- OBJECTIVE 1 -
List every adjective that the title of the Rockmate page below applies to the tool.

- PAGE EXTRACT -
▬▬▬▬▬▬

Rockmate: an Efficient, Fast, Automatic and Generic Tool for Re-materialization in PyTorch
This addresses memory constraints for researchers and practitioners training large models like Transformers and ResNets, though it is incremental as it builds on existing re-materialization techniques.
The authors tackled the problem of high memory consumption during training of PyTorch deep neural network models by developing Rockmate, an automatic tool that reduces activation memory usage by a factor of 2 to 5 with an overhead of 10% to 20%.
We propose Rockmate to control the memory requirements when training PyTorch DNN models. Rockmate is an automatic tool that starts from the model code and generates an equivalent model, using a predefined amount of memory for activations, at the cost of a few re-computations. Rockmate automatically detects the structure of computational and data dependencies and rewrites the initial model as a sequence of complex blocks. We show that such a structure is widespread and can be found in many models in the literature (Transformer based models, ResNet, RegNets,...). This structure allows us to solve the problem in a fast and efficient way, using an adaptation of Checkmate (too slow on the whole model but general) at the level of individual blocks and an adaptation of Rotor (fast but limited to sequential models) at the level of the sequence itself. We show through experiments on many models that Rockmate is as fast as Rotor and as efficient as Checkmate, and that it allows in many cases to obtain a significantly lower memory consumption for activations (by a factor of 2 to 5) for a rather negligible overhead (of the order of 10% to 20%). Rockmate is open source and available at https://github.com/topal-team/rockmate.

▬▬▬▬▬▬

- OBJECTIVE 2 -
Pick out every line of the rows below that contains the word "surface", treating case as significant.

▬▬▬▬▬▬

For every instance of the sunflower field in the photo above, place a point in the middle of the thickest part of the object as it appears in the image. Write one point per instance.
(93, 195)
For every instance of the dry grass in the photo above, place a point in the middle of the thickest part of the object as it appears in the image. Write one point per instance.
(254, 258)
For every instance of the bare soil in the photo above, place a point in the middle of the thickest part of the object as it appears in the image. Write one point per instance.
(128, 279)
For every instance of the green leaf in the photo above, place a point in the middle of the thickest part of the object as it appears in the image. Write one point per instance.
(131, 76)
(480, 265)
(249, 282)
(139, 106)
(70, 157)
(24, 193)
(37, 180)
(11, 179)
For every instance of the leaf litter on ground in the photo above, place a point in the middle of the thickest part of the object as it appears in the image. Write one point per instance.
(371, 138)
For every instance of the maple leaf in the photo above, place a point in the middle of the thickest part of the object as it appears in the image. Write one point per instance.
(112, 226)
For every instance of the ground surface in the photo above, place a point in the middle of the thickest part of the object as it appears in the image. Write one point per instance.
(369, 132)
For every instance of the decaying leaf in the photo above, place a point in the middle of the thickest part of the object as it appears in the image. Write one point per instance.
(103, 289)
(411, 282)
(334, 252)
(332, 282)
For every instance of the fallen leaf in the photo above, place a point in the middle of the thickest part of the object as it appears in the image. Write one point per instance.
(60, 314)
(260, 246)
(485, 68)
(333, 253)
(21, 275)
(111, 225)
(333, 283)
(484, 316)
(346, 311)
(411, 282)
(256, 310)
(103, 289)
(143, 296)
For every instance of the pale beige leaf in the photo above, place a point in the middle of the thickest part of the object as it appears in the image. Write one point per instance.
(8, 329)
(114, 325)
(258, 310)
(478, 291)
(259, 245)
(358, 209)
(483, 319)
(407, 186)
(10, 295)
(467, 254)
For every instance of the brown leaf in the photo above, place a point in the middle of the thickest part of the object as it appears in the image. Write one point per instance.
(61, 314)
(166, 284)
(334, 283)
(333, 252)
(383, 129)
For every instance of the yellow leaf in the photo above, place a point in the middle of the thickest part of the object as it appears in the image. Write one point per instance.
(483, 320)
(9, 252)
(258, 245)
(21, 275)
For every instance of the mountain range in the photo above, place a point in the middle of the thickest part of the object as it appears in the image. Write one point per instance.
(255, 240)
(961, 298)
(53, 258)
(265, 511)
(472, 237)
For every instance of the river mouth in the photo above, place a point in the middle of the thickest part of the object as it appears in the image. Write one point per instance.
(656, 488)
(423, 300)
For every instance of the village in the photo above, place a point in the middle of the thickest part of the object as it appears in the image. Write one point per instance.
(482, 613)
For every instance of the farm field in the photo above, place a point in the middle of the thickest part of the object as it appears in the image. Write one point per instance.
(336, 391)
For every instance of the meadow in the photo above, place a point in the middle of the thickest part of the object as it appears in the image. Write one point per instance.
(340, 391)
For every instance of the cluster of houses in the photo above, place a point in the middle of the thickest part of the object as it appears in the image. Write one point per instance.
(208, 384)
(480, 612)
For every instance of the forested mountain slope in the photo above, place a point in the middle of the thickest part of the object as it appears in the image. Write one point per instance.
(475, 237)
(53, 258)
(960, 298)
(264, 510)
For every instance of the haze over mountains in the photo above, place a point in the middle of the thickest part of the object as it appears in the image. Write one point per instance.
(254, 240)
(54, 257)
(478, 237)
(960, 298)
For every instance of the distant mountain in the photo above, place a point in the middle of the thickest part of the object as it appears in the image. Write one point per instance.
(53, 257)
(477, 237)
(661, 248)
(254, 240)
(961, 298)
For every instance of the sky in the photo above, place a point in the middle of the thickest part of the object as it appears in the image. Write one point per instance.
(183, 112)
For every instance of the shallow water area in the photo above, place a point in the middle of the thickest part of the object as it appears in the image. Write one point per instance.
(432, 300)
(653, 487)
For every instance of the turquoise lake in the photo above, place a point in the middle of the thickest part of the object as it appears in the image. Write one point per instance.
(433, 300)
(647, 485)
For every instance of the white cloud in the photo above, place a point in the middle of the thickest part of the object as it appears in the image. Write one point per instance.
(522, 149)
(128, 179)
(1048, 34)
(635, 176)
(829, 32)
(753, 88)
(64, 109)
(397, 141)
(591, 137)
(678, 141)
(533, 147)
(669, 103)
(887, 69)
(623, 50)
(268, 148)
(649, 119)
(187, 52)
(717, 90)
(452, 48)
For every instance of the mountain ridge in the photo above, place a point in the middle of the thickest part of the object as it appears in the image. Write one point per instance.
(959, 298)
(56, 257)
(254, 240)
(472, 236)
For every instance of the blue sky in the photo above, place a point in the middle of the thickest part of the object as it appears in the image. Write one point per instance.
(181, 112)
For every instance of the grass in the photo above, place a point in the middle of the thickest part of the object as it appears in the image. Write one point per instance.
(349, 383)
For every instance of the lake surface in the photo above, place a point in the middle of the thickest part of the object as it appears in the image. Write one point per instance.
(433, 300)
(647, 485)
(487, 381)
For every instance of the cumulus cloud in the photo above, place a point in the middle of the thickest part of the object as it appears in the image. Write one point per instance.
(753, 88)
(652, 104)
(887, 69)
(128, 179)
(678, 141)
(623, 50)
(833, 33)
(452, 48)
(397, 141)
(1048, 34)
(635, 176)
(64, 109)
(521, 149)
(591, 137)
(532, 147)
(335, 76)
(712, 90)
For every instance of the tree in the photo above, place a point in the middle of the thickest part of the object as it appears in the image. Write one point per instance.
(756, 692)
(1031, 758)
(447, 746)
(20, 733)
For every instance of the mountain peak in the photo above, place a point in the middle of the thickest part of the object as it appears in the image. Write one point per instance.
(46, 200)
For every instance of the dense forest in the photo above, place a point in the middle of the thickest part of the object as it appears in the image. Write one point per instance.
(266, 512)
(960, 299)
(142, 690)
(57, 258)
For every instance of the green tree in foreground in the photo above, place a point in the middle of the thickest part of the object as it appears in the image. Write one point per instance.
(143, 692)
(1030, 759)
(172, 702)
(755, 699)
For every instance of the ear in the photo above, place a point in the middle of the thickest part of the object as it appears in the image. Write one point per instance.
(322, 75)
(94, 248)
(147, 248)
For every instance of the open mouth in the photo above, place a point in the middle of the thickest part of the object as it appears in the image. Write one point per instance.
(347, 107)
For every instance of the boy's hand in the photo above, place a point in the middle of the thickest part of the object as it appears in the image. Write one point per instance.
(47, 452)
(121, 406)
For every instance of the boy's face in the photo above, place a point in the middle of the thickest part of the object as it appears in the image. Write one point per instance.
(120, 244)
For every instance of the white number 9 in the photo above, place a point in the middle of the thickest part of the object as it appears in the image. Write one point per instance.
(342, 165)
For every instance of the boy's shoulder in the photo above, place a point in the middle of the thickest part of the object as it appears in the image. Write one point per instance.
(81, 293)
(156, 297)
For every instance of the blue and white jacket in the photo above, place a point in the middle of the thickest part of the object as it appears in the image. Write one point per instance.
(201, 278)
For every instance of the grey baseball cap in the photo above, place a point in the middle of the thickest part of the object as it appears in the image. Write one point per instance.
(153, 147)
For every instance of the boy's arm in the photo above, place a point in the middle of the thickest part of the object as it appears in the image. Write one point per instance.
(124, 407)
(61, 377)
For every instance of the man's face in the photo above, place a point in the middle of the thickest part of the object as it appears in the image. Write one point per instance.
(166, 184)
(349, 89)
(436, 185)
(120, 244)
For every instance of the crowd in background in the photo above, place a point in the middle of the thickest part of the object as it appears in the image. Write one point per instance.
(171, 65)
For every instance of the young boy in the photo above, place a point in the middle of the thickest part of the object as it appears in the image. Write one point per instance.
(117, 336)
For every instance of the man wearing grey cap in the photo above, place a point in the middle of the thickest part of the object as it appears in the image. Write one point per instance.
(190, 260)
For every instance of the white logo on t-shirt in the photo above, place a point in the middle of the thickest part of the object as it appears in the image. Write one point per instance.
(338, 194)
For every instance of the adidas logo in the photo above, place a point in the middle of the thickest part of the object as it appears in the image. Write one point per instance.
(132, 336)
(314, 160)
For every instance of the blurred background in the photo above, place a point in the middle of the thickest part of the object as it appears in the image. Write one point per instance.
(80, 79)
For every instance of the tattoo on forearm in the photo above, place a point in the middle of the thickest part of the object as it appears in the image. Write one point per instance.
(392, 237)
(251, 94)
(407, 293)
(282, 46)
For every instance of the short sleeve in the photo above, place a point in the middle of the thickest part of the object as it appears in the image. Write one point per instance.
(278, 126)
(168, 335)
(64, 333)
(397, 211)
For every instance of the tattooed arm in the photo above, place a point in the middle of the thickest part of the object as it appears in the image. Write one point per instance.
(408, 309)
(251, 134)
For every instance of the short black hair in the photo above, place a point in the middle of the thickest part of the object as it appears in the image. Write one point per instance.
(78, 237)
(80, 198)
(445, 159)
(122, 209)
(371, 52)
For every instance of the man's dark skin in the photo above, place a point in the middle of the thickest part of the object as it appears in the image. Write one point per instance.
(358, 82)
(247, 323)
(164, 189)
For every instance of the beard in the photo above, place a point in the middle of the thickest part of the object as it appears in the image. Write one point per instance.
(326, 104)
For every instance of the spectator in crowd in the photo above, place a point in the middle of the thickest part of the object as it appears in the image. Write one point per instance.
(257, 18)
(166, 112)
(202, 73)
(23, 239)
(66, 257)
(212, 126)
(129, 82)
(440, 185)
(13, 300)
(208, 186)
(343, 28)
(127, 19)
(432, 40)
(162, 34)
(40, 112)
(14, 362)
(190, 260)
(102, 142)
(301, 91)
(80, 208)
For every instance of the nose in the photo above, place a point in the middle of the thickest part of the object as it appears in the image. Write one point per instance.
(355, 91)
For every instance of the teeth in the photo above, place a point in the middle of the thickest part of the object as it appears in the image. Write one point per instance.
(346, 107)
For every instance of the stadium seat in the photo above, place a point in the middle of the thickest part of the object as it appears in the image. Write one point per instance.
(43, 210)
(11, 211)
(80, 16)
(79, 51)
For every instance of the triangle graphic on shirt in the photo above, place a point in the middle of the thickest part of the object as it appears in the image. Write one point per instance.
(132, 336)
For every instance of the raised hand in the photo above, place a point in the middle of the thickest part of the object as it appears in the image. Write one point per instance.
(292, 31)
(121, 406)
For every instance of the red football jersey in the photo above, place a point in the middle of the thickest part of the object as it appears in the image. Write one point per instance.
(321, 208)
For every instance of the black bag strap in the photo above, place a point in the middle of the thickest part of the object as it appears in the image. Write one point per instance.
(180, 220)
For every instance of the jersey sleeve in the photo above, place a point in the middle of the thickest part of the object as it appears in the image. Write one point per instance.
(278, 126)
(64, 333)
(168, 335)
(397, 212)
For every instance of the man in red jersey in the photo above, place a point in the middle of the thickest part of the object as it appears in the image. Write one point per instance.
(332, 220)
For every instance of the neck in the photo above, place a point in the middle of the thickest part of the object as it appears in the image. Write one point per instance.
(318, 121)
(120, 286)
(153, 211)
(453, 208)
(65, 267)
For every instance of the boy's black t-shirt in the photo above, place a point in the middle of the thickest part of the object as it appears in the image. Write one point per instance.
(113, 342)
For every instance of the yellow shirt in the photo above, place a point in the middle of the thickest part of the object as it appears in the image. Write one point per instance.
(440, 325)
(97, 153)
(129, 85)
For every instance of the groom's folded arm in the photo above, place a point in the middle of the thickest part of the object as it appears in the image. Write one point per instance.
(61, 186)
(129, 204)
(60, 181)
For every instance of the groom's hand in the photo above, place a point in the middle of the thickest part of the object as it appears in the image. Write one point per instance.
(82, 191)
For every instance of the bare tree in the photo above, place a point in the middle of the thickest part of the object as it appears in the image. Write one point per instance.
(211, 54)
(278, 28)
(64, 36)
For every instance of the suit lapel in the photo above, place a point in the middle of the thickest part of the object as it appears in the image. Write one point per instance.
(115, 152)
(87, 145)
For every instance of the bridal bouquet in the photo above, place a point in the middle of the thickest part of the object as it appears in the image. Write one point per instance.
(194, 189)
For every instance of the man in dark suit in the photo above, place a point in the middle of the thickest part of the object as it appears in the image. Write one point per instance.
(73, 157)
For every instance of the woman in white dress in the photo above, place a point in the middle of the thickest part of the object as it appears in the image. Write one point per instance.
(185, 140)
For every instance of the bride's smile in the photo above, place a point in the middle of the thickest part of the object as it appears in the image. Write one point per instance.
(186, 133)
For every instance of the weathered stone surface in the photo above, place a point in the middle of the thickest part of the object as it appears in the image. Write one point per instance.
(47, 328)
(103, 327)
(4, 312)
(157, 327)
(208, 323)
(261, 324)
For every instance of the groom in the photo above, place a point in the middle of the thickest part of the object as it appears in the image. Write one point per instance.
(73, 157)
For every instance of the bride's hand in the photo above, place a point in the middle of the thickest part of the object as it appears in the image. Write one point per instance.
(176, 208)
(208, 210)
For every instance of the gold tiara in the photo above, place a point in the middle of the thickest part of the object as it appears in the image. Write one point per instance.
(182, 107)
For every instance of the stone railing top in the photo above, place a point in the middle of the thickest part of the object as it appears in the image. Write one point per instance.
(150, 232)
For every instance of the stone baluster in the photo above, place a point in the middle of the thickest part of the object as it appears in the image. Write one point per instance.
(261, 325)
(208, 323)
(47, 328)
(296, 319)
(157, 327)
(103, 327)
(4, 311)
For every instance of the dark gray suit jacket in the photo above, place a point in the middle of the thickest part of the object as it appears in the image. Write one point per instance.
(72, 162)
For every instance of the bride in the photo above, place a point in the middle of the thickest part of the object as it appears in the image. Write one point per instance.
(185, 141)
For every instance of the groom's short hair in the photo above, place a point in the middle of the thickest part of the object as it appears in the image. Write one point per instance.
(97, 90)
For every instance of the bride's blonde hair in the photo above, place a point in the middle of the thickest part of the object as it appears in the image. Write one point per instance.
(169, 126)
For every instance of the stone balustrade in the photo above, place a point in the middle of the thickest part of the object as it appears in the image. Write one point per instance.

▬▬▬▬▬▬

- RIGHT ANSWER 1 -
Efficient, Fast, Automatic, Generic

- RIGHT ANSWER 2 -
For every instance of the ground surface in the photo above, place a point in the middle of the thickest part of the object as it appears in the image. Write one point per instance.
For every instance of the lake surface in the photo above, place a point in the middle of the thickest part of the object as it appears in the image. Write one point per instance.
For every instance of the weathered stone surface in the photo above, place a point in the middle of the thickest part of the object as it appears in the image. Write one point per instance.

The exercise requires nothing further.